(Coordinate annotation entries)
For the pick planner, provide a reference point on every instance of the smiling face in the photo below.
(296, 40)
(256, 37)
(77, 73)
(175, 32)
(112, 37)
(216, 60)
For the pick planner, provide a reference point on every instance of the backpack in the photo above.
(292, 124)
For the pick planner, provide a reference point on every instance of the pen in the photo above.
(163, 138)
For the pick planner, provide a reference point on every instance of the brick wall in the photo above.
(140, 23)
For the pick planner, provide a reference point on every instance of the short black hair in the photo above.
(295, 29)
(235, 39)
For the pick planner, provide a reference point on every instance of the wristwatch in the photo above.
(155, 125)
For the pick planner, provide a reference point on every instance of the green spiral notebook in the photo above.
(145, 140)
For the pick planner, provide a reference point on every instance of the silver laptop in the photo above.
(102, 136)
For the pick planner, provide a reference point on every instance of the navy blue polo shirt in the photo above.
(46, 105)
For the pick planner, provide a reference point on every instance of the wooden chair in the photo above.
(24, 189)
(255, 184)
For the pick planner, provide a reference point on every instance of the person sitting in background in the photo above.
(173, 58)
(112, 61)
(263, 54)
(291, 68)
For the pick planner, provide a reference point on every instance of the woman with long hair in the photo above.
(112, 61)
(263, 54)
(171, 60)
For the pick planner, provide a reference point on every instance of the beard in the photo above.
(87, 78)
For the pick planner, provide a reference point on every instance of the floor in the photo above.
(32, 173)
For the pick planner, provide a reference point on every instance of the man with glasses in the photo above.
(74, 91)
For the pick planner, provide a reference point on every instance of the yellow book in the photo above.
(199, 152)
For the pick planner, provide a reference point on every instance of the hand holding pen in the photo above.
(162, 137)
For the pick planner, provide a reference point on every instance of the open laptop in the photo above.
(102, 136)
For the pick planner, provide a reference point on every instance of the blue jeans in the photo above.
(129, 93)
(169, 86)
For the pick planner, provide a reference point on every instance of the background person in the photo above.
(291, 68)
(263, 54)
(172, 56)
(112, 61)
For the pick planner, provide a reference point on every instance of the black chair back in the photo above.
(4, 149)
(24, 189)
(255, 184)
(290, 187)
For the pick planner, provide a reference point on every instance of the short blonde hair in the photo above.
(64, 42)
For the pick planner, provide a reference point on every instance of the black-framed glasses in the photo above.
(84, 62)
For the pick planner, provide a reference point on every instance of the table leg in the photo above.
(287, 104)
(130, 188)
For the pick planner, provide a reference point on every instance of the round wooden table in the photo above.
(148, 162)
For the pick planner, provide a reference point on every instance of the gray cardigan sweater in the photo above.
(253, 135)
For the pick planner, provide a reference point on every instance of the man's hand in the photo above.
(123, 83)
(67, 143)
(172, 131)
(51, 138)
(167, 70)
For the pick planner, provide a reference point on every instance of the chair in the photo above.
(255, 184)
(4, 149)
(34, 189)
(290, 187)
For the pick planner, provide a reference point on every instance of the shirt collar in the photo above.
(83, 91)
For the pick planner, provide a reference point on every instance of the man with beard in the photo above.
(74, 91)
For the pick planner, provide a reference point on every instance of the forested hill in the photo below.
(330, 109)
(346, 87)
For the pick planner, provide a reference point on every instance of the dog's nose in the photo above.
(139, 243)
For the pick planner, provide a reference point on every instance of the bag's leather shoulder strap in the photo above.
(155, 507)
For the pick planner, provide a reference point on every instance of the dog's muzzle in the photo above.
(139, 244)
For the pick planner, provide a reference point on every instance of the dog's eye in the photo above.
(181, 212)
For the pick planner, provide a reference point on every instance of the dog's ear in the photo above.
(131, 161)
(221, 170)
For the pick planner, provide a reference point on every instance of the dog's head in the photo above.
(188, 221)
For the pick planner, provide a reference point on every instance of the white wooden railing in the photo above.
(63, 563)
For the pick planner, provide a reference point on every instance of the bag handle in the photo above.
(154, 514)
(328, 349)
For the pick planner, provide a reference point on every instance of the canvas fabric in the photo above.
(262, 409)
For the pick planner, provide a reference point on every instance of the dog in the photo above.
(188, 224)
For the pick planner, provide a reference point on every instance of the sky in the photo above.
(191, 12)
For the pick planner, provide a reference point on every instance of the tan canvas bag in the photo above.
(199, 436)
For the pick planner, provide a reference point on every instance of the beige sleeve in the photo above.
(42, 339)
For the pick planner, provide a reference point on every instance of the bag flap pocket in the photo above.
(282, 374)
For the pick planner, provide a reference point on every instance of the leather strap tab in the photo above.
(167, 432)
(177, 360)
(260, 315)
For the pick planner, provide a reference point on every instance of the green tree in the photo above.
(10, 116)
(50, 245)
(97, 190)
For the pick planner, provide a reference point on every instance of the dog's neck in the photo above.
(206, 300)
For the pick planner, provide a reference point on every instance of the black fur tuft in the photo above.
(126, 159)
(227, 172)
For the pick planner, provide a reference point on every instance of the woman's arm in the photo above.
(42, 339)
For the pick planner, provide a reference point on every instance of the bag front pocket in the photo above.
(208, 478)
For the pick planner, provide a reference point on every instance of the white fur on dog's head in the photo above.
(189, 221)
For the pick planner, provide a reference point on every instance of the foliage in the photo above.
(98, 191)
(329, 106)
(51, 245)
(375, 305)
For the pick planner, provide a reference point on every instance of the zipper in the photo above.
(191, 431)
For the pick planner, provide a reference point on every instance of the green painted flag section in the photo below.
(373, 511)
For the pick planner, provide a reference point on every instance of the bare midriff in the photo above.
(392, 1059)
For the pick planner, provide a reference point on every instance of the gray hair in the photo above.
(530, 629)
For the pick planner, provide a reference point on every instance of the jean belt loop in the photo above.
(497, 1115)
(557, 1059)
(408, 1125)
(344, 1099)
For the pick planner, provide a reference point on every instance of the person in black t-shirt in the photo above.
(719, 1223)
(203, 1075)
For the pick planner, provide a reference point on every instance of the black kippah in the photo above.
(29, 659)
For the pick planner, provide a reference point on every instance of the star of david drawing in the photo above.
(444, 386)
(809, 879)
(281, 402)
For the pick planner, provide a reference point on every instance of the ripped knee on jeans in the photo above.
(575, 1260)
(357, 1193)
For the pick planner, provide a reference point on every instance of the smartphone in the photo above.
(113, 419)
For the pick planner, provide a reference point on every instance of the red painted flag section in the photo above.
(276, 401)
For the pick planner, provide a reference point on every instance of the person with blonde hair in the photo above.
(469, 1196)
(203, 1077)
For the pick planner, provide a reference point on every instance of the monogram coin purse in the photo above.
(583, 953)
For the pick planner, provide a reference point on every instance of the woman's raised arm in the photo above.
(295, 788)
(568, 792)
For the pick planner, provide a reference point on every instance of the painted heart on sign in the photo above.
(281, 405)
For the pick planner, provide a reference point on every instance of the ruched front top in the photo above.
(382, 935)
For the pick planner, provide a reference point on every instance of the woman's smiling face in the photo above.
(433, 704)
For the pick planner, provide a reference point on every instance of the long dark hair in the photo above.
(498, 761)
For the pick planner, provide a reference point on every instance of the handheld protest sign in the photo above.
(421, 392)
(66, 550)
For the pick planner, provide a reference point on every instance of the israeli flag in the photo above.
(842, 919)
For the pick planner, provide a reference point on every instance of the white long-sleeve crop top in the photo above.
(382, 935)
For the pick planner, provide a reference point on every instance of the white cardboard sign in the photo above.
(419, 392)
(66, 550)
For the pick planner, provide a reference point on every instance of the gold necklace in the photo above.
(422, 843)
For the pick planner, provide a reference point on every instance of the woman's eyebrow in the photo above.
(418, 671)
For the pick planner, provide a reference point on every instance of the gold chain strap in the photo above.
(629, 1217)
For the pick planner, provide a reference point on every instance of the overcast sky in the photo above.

What you have to do:
Look above for the line that holds "cardboard sign in the photo above.", then copy it and each line after it exactly, through the last line of the data.

Output below:
For the pick planner, provide a reference point on every instance of the white cardboard sign in the photo above.
(419, 392)
(66, 550)
For the pick planner, provide a reference point on every instance of the gold necklace in the photo above.
(422, 843)
For the pick planner, provide a reference point on every instance of the woman's eyebrow in the photo above.
(418, 671)
For the pick planner, provide a reference point on every instance of the gold chain strap in the photo above.
(629, 1217)
For the pick planner, provide a reference point on every instance of the overcast sky in the photo above.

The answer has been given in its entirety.